* **What to work on**: Please copy out the lines below word for word, leaving out the pictures.

[Dataset lines]
———
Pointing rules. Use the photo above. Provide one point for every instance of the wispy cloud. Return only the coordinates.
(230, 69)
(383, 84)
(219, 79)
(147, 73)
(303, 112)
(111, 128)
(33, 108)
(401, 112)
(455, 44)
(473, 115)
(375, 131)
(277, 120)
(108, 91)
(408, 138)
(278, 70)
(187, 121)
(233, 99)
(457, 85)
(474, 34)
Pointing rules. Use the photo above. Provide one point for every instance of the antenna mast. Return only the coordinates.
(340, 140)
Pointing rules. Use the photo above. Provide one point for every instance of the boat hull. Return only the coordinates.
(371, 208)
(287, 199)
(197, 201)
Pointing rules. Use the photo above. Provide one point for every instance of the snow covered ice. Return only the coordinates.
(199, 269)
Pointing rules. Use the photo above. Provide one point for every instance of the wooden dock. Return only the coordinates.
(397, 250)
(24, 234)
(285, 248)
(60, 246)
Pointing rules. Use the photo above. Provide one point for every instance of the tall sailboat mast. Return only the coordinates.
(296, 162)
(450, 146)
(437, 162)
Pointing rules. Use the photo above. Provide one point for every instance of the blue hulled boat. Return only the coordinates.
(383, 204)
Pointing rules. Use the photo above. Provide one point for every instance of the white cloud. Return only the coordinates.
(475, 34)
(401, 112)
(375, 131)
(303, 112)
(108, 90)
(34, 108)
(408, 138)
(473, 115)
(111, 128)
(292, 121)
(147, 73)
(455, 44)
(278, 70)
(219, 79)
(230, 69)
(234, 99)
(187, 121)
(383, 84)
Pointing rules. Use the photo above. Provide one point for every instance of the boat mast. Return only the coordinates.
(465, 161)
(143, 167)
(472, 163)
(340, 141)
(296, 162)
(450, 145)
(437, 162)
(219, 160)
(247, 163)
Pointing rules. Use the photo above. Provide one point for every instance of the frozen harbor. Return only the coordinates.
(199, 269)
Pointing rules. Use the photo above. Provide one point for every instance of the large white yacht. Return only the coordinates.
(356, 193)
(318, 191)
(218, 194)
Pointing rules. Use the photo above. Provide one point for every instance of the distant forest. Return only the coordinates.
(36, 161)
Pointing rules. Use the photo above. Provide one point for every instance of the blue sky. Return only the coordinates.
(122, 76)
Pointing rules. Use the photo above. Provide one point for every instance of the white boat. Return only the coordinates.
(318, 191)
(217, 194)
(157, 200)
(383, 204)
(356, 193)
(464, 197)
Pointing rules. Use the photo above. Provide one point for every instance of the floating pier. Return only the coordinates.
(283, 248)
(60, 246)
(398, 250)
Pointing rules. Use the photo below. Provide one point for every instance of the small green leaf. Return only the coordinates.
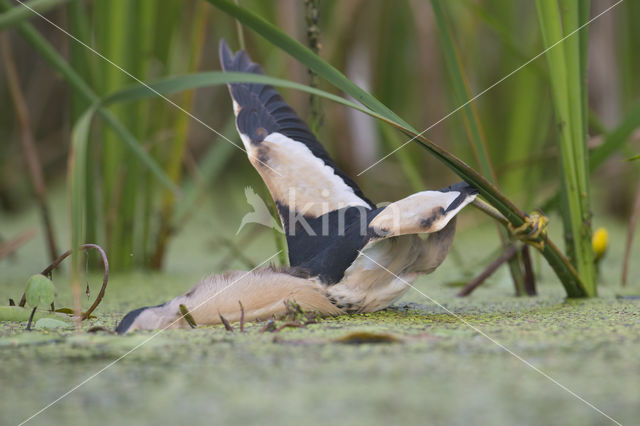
(51, 323)
(39, 291)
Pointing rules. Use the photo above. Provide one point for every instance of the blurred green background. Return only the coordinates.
(393, 49)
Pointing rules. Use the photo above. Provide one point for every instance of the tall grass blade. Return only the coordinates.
(80, 86)
(472, 125)
(77, 169)
(559, 263)
(564, 68)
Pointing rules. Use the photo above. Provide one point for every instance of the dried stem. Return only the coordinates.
(47, 272)
(508, 254)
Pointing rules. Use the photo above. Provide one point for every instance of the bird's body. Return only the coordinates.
(346, 254)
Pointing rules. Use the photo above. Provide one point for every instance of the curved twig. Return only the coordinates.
(105, 262)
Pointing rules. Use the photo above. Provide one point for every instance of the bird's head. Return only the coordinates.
(147, 318)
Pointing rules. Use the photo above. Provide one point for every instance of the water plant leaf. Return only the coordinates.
(40, 291)
(18, 313)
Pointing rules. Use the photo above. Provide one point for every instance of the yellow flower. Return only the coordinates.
(600, 242)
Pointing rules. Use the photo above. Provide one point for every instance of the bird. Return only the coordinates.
(346, 254)
(260, 213)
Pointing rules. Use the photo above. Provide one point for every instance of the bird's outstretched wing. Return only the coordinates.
(303, 180)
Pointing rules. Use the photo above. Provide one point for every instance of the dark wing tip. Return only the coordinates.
(462, 187)
(465, 191)
(240, 62)
(128, 320)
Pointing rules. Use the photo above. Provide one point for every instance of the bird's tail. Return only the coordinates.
(263, 294)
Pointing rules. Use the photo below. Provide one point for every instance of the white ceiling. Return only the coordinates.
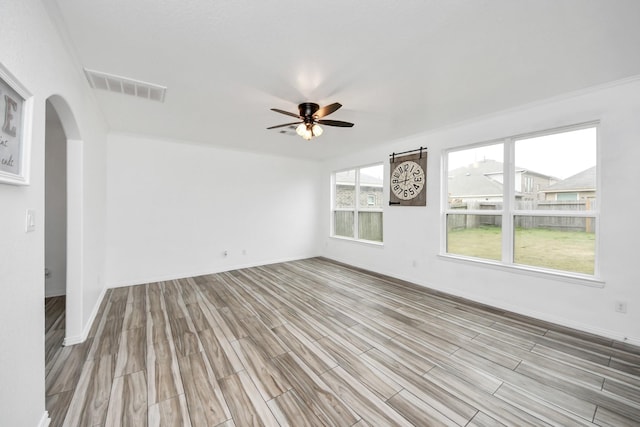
———
* **Task answer**:
Pointing rules. Use the photo above. Provide one point for every instance of the wispy cloud. Return only the coordinates.
(230, 69)
(383, 84)
(219, 79)
(147, 73)
(303, 112)
(111, 128)
(33, 108)
(401, 112)
(455, 44)
(473, 115)
(375, 131)
(277, 120)
(108, 91)
(408, 138)
(278, 70)
(187, 121)
(233, 99)
(457, 85)
(474, 34)
Pointing rules. Use the photo above. Provide one point for every instance of the antenna mast. Return only the coordinates.
(340, 140)
Pointing rules. Use the photo above. Provide one point for every instance of the boat hull. Return only the coordinates.
(371, 208)
(287, 199)
(197, 201)
Pointing rules. Use the photo above. Provide one point for every instance of the snow covered ice. Return only the coordinates.
(199, 269)
Pointing rules. Use the photo above. Provide one point for every instance of the wooden dock. Return only the coordinates.
(397, 250)
(24, 234)
(285, 248)
(60, 246)
Pointing rules. Use the photo above. Provide one point for every instance of the tall sailboat mast. Return only the coordinates.
(296, 162)
(450, 146)
(437, 162)
Pointing rules. Use the photo above. Provide one point for every instance of the blue hulled boat. Return only the coordinates.
(383, 204)
Pointing rules. Use the photo above. Provide one point for every instance of the white cloud. Return only the coordinates.
(475, 34)
(401, 112)
(375, 131)
(303, 112)
(108, 90)
(34, 108)
(408, 138)
(473, 115)
(111, 128)
(292, 121)
(147, 73)
(455, 44)
(278, 70)
(219, 79)
(230, 69)
(234, 99)
(187, 121)
(383, 84)
Pointing rules. Use the photo above. Provide one point for every instance of the boat mast. Return only the coordinates.
(465, 161)
(143, 167)
(472, 163)
(340, 141)
(296, 162)
(450, 145)
(437, 162)
(219, 160)
(247, 163)
Pointing rules. Use the photo above. Provide one point for every instance of the frozen harbor. Return only the coordinates.
(199, 269)
Pointing rules. Use the photo above. Provide one point for every instance of the large white yacht. Return only the coordinates.
(356, 193)
(318, 191)
(218, 194)
Pointing rules. Use the photo above. Provide one point for every instance of the distant forest. Return only the coordinates.
(36, 161)
Pointing rules. Use the photo above. Provide one point for every instance of the blue sky. Return only the coordinates.
(122, 76)
Pointing rules. Use the photo above. Provide one point for every instance of the white boat. Return only the coordinates.
(318, 191)
(217, 194)
(157, 200)
(383, 204)
(356, 193)
(464, 197)
Pointing rules. Use the photo above. Provide one point for every instance of the floating pier. Return only the coordinates.
(283, 248)
(60, 246)
(398, 250)
Pointing rules. Use the photo below. Provide one point for every instance of the small green leaf. Return only the coordinates.
(51, 323)
(39, 291)
Pointing rules. Use the photo above. Provide one point for every instance of the blurred green background. Return only the coordinates.
(393, 49)
Pointing rules. Use the photo above. Provide one point for every instance of the tall grass blade. Return only the coordinates.
(80, 86)
(472, 125)
(77, 169)
(559, 263)
(564, 68)
Pointing rules. Use the photo above. Provide one point for every instance of the dried stem. Return only the coordinates.
(47, 272)
(508, 254)
Pointing rules. Use the photo above. Provide one point for every instance of the bird's body. Return only the coordinates.
(346, 254)
Pointing rules. Use the photo above. Provide one point for every instance of the curved twig. Return only the coordinates.
(105, 262)
Pointing rules. Use the photo above. Provide one point for every instance of the bird's head. Return only the coordinates.
(147, 318)
Pointing rules. Use the photo above. Provide one point for every instance of the water plant leaf. Return only the coordinates.
(40, 291)
(18, 313)
Pointing rules. Use the photo above. Provide one point for every instance of the yellow flower. Return only the coordinates.
(600, 242)
Pointing rules. Use the photo above. Provide one point for every instance of the bird. Return only the coordinates.
(346, 254)
(260, 213)
Pointing rules. Use the photo above. Provide one point for every instance of the bird's outstretched wing. Return only the coordinates.
(303, 180)
Pointing rules. Use the photo above. Provide one point for every instance of the dark wing tip. Return only the coordinates.
(462, 187)
(465, 191)
(240, 62)
(128, 320)
Pointing rules. Use the photo above. Provide one point for every instance of the bird's tail. Return only the coordinates.
(263, 294)
Pointing rules. Use the photo below. Provide one point for every instance of the white ceiling. Return only the coordinates.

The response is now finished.